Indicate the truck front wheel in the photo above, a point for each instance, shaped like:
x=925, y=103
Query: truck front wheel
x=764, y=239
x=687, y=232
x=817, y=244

□ □ □ □ □

■ PROBLEM STATEMENT ■
Write out the entries above again, line for line, with no changes.

■ ANSWER FOR THIS EXERCISE ■
Indicate the truck front wheel in the photo above, a point for each instance, shaped like:
x=925, y=103
Query: truck front wheel
x=764, y=239
x=687, y=232
x=817, y=244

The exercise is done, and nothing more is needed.